::: Excerpted records

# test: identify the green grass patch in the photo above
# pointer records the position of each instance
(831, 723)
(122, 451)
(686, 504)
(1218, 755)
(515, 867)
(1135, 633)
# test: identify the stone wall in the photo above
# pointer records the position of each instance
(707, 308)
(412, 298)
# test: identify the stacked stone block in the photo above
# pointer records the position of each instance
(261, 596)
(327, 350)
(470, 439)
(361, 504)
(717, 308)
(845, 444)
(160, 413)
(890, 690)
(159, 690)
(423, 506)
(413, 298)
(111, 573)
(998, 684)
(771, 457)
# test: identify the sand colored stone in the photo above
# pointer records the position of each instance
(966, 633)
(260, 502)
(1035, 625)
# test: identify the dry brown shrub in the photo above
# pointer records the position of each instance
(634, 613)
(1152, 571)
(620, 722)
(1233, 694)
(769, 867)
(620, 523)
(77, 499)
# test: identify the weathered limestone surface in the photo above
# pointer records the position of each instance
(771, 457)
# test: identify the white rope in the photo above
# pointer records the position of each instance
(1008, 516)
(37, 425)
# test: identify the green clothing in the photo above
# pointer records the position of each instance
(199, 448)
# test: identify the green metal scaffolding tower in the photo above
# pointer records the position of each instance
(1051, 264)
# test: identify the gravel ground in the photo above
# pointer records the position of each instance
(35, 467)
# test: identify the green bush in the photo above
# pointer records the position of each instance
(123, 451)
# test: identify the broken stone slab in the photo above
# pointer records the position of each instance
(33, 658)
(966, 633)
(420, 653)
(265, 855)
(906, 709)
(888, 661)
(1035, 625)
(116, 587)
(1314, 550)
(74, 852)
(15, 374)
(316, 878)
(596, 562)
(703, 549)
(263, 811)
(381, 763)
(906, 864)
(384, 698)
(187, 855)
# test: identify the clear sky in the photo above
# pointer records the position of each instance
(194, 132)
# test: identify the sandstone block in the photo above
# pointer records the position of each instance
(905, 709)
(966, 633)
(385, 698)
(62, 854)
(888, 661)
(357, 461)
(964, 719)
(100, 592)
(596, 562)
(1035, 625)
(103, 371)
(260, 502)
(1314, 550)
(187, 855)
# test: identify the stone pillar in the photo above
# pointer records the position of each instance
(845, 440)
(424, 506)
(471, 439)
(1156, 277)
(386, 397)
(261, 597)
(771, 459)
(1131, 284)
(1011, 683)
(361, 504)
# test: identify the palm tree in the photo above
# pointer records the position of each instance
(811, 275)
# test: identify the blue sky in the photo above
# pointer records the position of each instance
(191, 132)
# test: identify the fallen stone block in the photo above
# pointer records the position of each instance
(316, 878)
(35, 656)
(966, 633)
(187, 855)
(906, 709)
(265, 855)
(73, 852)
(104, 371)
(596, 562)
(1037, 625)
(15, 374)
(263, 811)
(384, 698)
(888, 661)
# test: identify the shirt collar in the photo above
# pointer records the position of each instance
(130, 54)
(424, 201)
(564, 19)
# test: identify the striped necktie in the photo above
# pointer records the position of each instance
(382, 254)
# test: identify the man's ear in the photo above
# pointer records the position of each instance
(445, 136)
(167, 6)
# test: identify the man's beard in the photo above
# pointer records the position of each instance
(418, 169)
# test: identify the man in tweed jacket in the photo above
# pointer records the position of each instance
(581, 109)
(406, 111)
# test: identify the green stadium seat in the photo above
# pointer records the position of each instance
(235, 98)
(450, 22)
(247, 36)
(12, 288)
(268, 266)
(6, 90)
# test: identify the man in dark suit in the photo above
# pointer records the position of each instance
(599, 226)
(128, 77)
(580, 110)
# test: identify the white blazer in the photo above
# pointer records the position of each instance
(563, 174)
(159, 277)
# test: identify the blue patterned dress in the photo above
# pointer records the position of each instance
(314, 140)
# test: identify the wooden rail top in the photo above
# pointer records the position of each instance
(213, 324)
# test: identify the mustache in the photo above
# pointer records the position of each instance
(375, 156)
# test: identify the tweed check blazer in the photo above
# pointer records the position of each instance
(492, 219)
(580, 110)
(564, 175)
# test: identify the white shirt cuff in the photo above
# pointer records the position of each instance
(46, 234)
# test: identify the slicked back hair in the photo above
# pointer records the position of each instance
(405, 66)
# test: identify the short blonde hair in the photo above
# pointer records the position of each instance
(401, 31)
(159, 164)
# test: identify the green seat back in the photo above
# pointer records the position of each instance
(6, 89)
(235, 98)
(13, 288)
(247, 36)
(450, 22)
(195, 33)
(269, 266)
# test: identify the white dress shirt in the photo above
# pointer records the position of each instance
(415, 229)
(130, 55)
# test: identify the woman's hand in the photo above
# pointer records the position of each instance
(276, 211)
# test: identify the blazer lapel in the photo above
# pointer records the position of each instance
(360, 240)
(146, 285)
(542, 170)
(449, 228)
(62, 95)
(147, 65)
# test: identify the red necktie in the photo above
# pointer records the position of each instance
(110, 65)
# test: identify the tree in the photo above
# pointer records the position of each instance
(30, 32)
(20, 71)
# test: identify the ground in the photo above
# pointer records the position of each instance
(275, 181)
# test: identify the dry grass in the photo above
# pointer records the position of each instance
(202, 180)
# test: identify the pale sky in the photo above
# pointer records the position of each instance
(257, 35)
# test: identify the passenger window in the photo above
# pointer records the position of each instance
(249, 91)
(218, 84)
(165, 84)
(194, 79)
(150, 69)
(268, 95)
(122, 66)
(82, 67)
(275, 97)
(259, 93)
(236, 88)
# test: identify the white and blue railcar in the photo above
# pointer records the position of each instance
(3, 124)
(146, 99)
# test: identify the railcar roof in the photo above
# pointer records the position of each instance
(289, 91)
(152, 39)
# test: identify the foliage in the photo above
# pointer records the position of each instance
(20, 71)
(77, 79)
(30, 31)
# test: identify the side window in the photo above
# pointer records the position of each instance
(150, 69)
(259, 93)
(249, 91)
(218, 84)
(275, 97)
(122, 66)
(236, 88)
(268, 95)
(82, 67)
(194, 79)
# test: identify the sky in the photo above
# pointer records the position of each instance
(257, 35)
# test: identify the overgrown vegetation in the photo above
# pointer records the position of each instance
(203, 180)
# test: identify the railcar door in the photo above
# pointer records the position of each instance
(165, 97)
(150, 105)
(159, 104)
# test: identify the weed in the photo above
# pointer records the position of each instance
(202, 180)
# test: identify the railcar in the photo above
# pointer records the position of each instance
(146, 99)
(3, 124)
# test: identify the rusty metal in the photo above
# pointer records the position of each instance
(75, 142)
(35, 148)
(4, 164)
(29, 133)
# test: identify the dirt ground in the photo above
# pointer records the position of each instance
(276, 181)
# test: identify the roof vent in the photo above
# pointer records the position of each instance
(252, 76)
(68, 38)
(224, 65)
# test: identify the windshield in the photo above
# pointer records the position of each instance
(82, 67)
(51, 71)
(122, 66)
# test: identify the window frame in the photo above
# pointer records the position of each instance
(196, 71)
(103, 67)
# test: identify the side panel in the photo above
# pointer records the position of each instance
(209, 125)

::::::

**Objective**
Reproduce the whole listing above line for line, changing nothing.

**Worked answer**
# test: identify the green grass patch in the photo above
# pointer records the position of each instance
(831, 723)
(122, 451)
(686, 504)
(1218, 755)
(515, 867)
(1135, 633)
# test: identify the stone wall in the photo above
# pointer records the position of each instance
(707, 308)
(412, 298)
# test: identify the stacked stone block in the photo above
# pointer records the position of each instance
(261, 596)
(327, 350)
(470, 439)
(361, 504)
(717, 308)
(845, 444)
(160, 413)
(890, 690)
(159, 690)
(423, 506)
(413, 298)
(111, 573)
(998, 684)
(771, 457)
# test: identify the sand colored stone in the photo above
# pointer records the position of each instance
(966, 633)
(260, 502)
(1035, 625)
# test: identify the dry brown shrub in the photo above
# pointer records the position of each instance
(634, 613)
(1152, 571)
(620, 722)
(1233, 694)
(769, 867)
(620, 523)
(77, 499)
# test: identify the weathered limestone surface in the photo above
# pointer records the position of each instance
(771, 457)
# test: identify the white rope in the photo above
# pointer records the position of each instance
(1008, 516)
(37, 425)
# test: identify the green clothing in the photo above
# pointer records the position of each instance
(199, 448)
# test: identify the green metal scaffolding tower in the photo above
# pointer records the position of each instance
(1051, 264)
# test: identify the gravel ground in the photo above
# pointer records the position of each instance
(35, 467)
# test: identify the green bush in the photo above
# pointer records the position of each instance
(123, 451)
# test: identify the broken stone slab in the photo above
# pointer records the position of each instance
(33, 658)
(966, 633)
(420, 653)
(265, 855)
(906, 709)
(888, 661)
(1035, 625)
(116, 587)
(1314, 550)
(74, 852)
(15, 374)
(316, 878)
(596, 562)
(703, 549)
(263, 811)
(381, 763)
(906, 864)
(384, 698)
(187, 855)
# test: identify the clear sky in the photo above
# pointer records the position of each instance
(194, 132)
# test: identify the sandstone block in the photo above
# pointer records the position of each instance
(905, 709)
(966, 633)
(385, 698)
(62, 854)
(888, 661)
(357, 461)
(964, 719)
(100, 592)
(596, 562)
(1035, 625)
(103, 371)
(260, 502)
(1314, 550)
(187, 855)
# test: identify the stone pillar in the photo above
# pointer records the position of each instance
(845, 440)
(424, 506)
(471, 439)
(1156, 277)
(386, 397)
(261, 597)
(771, 459)
(1131, 284)
(1011, 683)
(361, 504)
# test: identify the palm tree in the photo above
# pointer records the position of each instance
(811, 275)
# test: identify the blue sky in the photo above
# pointer records the position of each instance
(191, 132)
# test: identify the fallen stone block in the photo above
# pointer records the position of each instance
(316, 878)
(35, 656)
(966, 633)
(187, 855)
(906, 709)
(265, 855)
(73, 852)
(104, 371)
(596, 562)
(1037, 625)
(15, 374)
(263, 811)
(384, 698)
(888, 661)
# test: identify the shirt collar in the photo above
# pointer records the position of each instance
(130, 54)
(424, 201)
(564, 19)
# test: identify the striped necktie in the photo above
# pointer records the position of each instance
(382, 254)
# test: identify the man's ear in the photo above
# pointer records the position of each instance
(445, 136)
(167, 6)
# test: identify the man's beard in the photo above
# pointer records the position of each instance
(418, 169)
# test: identify the man in tweed jacket in the photo above
# pointer records the position of each instance
(581, 109)
(406, 111)
# test: identify the green stadium seat in the photo above
# pointer records the position of each instance
(235, 98)
(450, 22)
(247, 36)
(12, 288)
(268, 266)
(6, 90)
# test: identify the man in dark suit in the photo above
# pointer records the position of each instance
(599, 226)
(128, 77)
(580, 110)
# test: identify the white blazer in the photo above
# pointer records the position of each instance
(563, 174)
(159, 277)
# test: identify the blue patterned dress in the photo above
# pointer records the position of each instance
(314, 140)
# test: identify the wooden rail top in the photo above
# pointer records the position of each instance
(213, 324)
# test: identify the mustache in the photo above
# pointer records the position of each instance
(375, 156)
# test: identify the tweed check blazer in the photo above
# pointer records the position of each instance
(492, 219)
(580, 110)
(564, 175)
# test: identify the white shirt cuff in the photo above
# pointer records the position of each instance
(46, 234)
# test: identify the slicked back hair in the photo above
# pointer records the position of each instance
(405, 66)
# test: identify the short blonde hair in the photo above
# pointer records the position of each instance
(401, 31)
(159, 164)
# test: identify the green seat back in the photo above
# pointer records the position of each instance
(6, 89)
(235, 98)
(13, 288)
(247, 36)
(450, 22)
(195, 33)
(269, 266)
# test: identify the white dress shirt in the photo above
# pointer records the position of each instance
(415, 229)
(130, 55)
# test: identify the woman's hand in the photo above
# pointer records the position of each instance
(276, 211)
# test: identify the blazer lapel in the photo above
# pointer records the position of each instance
(360, 240)
(146, 285)
(542, 170)
(449, 228)
(62, 95)
(147, 65)
# test: identify the red necktie in the photo above
# pointer records the position of each instance
(110, 65)
# test: identify the tree in the photo above
# pointer records the position of each instance
(30, 32)
(20, 71)
# test: identify the ground in the photo above
# pointer records the position of each instance
(275, 181)
# test: identify the dry grass in the photo above
# pointer records the position of each instance
(202, 180)
# test: identify the pale sky in the photo above
# pointer records the position of each instance
(257, 35)
# test: identify the passenger window in the photo above
# pointer records the position of each instance
(249, 91)
(218, 84)
(165, 84)
(194, 79)
(150, 69)
(268, 95)
(122, 66)
(82, 67)
(275, 97)
(259, 93)
(236, 88)
# test: identify the white and blue railcar in the photo above
# pointer records the position of each instance
(3, 124)
(146, 99)
# test: identify the railcar roof in the photo above
# pointer records the position of each instance
(289, 91)
(152, 39)
# test: identify the foliage in the photo above
# pointer records the position of each instance
(20, 71)
(77, 79)
(30, 31)
# test: identify the side window in the photo above
# pointer records the position of each instance
(150, 69)
(259, 93)
(249, 91)
(218, 84)
(275, 97)
(122, 66)
(236, 88)
(268, 95)
(82, 67)
(194, 79)
# test: identify the sky in the photo above
# pointer records the position of each instance
(257, 35)
# test: identify the overgrown vegetation in the photo above
# pointer records the position of each instance
(203, 180)
# test: identify the railcar door in the photo above
# pointer records the position of each instance
(165, 97)
(150, 105)
(159, 104)
# test: identify the weed in the photo above
# pointer records the position of each instance
(202, 180)
# test: identify the railcar in the photo above
# pointer records the position of each instance
(146, 99)
(3, 124)
# test: identify the rusty metal in the photo above
# pointer records the position of each instance
(75, 142)
(35, 148)
(4, 164)
(29, 133)
# test: identify the dirt ground in the photo above
# pointer records the position of each instance
(276, 181)
# test: identify the roof vent in the photo above
# pointer records the position of each instance
(252, 76)
(68, 38)
(224, 65)
# test: identify the windshield in the photo above
# pointer records the position of each instance
(82, 67)
(51, 71)
(122, 66)
# test: identify the window frame in the photo above
# pointer records the position of each instance
(196, 71)
(103, 67)
# test: identify the side panel in the photo above
# pointer records the position of each instance
(209, 125)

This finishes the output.